### EXERCISE DESCRIPTION
Your task is to quote the material that follows, in full and exactly.

### PROVIDED RECORDS
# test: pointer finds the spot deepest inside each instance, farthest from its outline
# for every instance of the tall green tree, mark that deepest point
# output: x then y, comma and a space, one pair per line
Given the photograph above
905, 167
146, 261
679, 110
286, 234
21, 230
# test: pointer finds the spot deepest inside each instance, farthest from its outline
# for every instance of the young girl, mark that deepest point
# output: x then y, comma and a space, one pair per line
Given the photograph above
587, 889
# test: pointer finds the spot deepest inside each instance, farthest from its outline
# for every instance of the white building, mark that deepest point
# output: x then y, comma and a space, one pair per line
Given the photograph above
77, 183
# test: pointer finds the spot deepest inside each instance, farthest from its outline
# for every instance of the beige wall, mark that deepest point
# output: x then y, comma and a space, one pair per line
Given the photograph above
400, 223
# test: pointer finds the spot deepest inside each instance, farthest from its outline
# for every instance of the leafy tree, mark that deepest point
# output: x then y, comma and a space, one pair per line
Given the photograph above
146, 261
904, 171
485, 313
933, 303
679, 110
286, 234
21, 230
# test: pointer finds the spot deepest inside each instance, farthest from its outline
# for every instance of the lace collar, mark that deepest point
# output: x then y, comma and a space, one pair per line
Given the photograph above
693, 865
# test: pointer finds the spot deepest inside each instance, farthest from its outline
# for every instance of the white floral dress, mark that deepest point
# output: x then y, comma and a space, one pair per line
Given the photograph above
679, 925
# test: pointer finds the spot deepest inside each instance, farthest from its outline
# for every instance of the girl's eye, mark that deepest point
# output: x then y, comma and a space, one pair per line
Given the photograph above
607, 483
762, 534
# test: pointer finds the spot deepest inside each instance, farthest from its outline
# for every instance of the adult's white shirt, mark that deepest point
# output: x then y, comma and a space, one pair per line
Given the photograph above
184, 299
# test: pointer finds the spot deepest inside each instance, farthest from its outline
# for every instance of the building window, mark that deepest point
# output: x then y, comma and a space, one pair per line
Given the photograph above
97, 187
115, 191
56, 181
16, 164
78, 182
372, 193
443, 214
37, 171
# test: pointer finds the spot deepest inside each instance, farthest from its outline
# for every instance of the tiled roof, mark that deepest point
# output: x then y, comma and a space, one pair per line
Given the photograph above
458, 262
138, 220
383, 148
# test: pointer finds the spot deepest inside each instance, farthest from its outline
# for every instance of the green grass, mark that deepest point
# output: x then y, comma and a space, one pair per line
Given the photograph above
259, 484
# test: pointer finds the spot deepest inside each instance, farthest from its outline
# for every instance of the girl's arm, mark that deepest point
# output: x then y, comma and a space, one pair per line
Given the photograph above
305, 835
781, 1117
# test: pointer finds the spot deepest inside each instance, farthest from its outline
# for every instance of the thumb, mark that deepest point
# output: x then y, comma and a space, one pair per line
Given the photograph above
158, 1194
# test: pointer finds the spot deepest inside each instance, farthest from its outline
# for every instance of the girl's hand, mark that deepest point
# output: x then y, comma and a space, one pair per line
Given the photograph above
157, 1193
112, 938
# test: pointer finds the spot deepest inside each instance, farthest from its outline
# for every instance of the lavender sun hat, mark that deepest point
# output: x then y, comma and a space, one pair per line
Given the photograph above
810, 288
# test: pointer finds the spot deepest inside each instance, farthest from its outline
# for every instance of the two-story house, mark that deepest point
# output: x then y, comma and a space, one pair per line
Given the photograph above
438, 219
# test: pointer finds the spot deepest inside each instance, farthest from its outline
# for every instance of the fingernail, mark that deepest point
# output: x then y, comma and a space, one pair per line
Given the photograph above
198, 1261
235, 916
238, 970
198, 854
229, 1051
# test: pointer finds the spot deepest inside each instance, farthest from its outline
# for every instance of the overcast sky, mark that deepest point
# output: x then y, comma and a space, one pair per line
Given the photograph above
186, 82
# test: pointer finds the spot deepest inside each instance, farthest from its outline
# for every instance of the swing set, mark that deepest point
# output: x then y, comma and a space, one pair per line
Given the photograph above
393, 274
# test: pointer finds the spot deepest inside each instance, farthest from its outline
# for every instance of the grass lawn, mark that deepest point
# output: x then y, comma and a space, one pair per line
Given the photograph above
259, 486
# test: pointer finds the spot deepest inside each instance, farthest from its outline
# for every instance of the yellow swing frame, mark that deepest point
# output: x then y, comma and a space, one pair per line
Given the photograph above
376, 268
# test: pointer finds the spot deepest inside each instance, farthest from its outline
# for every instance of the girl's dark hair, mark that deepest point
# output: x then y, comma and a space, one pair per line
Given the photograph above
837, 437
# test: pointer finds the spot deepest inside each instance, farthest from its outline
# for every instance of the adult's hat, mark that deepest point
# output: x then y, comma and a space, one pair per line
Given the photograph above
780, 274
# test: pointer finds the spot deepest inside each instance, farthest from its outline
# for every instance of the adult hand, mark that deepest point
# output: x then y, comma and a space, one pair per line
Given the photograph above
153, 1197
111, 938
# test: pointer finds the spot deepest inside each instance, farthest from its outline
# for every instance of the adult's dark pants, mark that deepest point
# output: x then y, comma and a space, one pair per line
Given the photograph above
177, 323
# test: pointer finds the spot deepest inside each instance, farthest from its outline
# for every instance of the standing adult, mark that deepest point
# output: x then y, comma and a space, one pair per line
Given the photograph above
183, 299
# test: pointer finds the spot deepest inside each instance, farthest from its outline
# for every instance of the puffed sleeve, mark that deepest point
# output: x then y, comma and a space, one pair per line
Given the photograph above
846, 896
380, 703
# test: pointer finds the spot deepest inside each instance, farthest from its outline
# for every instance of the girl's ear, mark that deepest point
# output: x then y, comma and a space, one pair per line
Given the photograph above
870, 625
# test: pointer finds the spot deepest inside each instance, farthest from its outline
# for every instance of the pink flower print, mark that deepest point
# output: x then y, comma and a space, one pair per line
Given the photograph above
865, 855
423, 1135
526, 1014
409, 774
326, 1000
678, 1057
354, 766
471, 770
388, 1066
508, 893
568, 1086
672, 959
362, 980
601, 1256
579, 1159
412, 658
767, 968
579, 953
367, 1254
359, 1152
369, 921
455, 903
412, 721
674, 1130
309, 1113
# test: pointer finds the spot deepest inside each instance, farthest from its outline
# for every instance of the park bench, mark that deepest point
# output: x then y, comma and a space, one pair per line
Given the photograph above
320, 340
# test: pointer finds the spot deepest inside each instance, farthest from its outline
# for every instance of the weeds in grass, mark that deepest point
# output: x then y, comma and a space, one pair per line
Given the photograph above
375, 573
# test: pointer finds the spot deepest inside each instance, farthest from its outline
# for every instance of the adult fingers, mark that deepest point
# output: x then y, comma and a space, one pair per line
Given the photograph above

### FINISHED TASK
# test: pointer finds the spot deepest inside each instance, farthest from its outline
# for every instance of the tall green tree, mark that deepest point
# output: x then y, comma and a space, one pair per line
Given the photograph above
905, 167
146, 261
679, 110
286, 234
21, 230
# test: pointer finds the spot deepest inside each instance, farthest from its outline
# for every instance of the young girl, mark that deepest point
# output: x then y, comma and a space, one pair per line
Given the photograph above
587, 889
# test: pointer finds the spot deepest inside each instance, farthest from its outline
# for every instance of the white building, mark that deepest point
# output: x then y, comma and a space, one pair per line
Given the photograph above
77, 183
# test: pointer finds the spot deepest inside each instance, farthest from its outline
# for every instance of the beige wall, mark that deepest point
# output: x then y, comma and a space, one pair per line
Given the photograph above
400, 223
# test: pointer finds the spot deepest inside each instance, farthest from its outline
# for every instance of the leafy tree, mark that deepest point
# output: x then y, comma and a space, one pair per line
Given the photograph above
146, 261
904, 171
485, 313
933, 303
679, 110
286, 234
21, 230
# test: pointer finds the spot deepest inside each instance, farthest from its outline
# for every instance of the lace collar, mark that deepest point
# output: x then y, comma and a space, one pair per line
Given the photograph above
693, 865
# test: pointer finds the spot deepest inside each instance, farthest from its outline
# for every instance of the white floral dress, mark that deepest point
# output: x then y, comma and a space, one pair per line
Given the photograph above
679, 925
# test: pointer finds the spot deepest inside each instance, farthest from its outline
# for every instance of the girl's eye, mark that deepest point
# output: x then y, comma and a space, one pair per line
Given the photograph above
607, 483
762, 534
# test: pointer finds the spot deepest inside each instance, farthest from its outline
# for every instance of the adult's white shirt, mark that deepest point
# output: x then y, comma and a space, one pair per line
Given the photograph above
184, 299
# test: pointer finds the spot deepest inside each instance, farthest from its outline
# for every instance of the building window, mark that deepest point
# output: x then y, comma and a space, one pair per line
Given the photograph above
97, 187
115, 191
56, 181
16, 164
78, 182
372, 193
443, 214
37, 171
# test: pointer finds the spot deepest inside each instance, farthest from its outline
# for every instance of the tiled roof, mark that deepest point
# output: x then y, comma and a space, one pair per line
Given the photograph above
458, 262
138, 220
383, 148
# test: pointer finds the spot deepest inside each instance, farthest from its outline
# for every instance of the green grass, mark that deepest point
# output: x then y, comma and a space, one pair per line
Given the photograph above
259, 484
# test: pointer finds the spot deepest inside each instance, farthest from its outline
# for every instance of the girl's arm, mark that deepest point
# output: x then y, comma and a space, one pair per line
Given the photograph above
305, 835
781, 1117
# test: pointer finds the spot deepest inside each instance, farthest from its outline
# for every instance of the thumb, mark that deepest point
# output: x then y, comma and a space, one pair per line
Given the photograph above
158, 1194
# test: pointer finds the spot deepest inside each instance, farthest from its outline
# for every instance of the girl's hand, mark that deepest point
# output: x then y, comma and a space, one pair per line
Given the photograph above
157, 1193
112, 938
# test: pointer finds the spot deepest inside each instance, farthest from its outline
# for every instance of the lavender sun hat, mark that deepest point
# output: x then y, comma and a space, one pair per line
Given the photograph above
810, 288
# test: pointer finds the spot deepest inside each instance, farthest from its outline
# for every instance of the two-story house, mark that deepest point
# output: x then y, comma and a space, one pair per line
Given the photograph above
438, 219
# test: pointer finds the spot deepest inside each instance, farthest from its outline
# for every instance of the fingernail, mark that deepest point
# output: x then y, comma and a space, one pair per line
Given the photograph above
198, 1261
235, 916
238, 970
198, 854
229, 1051
# test: pointer finds the spot deepest inside each instance, farthest from its outline
# for every instance of the overcast sky, mark that deepest point
# output: x then y, comma and a space, one pair per line
Given the photograph above
186, 82
# test: pointer finds the spot deepest inside each instance, farthest from its outline
# for every instance of the swing set, mark that deepest point
# output: x then y, comma and a space, one pair per line
Given the photograph above
393, 274
# test: pointer finds the spot deepest inside each instance, farthest from its outline
# for every instance of the grass lawn, mark that deepest point
# output: x then y, comma and a space, one pair per line
Given the photograph above
259, 486
# test: pointer finds the spot deepest inside each instance, farthest from its outline
# for every instance of the yellow swing frame, mark that deepest point
# output: x then y, comma and a space, one pair per line
Given the photograph above
376, 268
# test: pointer finds the spot deepest inside each instance, farthest from its outline
# for every instance of the girl's dark hair, mark that deepest point
# output: x then y, comma and a space, one pair per line
Given the photograph above
837, 437
# test: pointer finds the spot deepest inside each instance, farthest from its outline
# for every instance of the adult's hat, mark that deepest point
# output: x then y, comma and a space, one pair per line
Given the photograph above
780, 274
# test: pointer finds the spot deepest inside each instance, farthest from its outline
# for every instance of the adult hand, mark that deepest point
# output: x then y, comma and a space, one pair per line
Given the photograph above
153, 1197
111, 938
# test: pointer finds the spot deepest inside each instance, farthest from its outline
# for every instance of the adult's dark pants, mark that deepest point
# output: x then y, comma and a space, one pair per line
Given the photograph above
177, 323
# test: pointer finds the spot deepest inside each instance, farthest from its outline
# for every instance of the standing adult, mark that deepest point
# output: x then y, comma and a space, one pair per line
Given the photograph above
183, 299
# test: pointer finds the spot deepest inside each instance, farthest from its outline
# for every instance of the puffed sleeve, mark that deepest point
# output: x then y, comma and a space, one pair per line
Given the photograph above
846, 896
380, 703
# test: pointer finds the spot deepest inside each instance, farthest from its outline
# for every instance of the girl's ear, mark that deepest point
# output: x then y, comma and a space, one pair per line
Given the photograph above
870, 625
# test: pointer finds the spot deepest inside each instance, farthest from its outline
# for every instance of the pink flower print, mark that deepest point
# output: x then y, comma and a space, one pair per line
Given the photograph above
865, 855
423, 1135
526, 1014
409, 774
326, 1000
678, 1057
354, 766
471, 770
388, 1066
508, 893
568, 1086
672, 959
362, 980
601, 1256
579, 1159
412, 658
767, 968
579, 953
367, 1254
359, 1152
369, 921
455, 903
412, 721
674, 1130
309, 1113
# test: pointer finds the spot deepest inside each instance, farthest from its outline
# for every instance of the park bench, mark that deepest point
# output: x then y, comma and a space, one pair per line
Given the photograph above
320, 340
# test: pointer finds the spot deepest inside each instance, farthest from its outline
# for every instance of the weeds in grass, mark that deepest point
# output: x then y, comma and a space, one pair per line
Given the photograph above
375, 573
# test: pointer finds the spot deepest inside each instance, farthest from its outline
# for every instance of the adult fingers, mark that deepest point
# output: x then y, comma and a space, one pair per line
Given the photograph above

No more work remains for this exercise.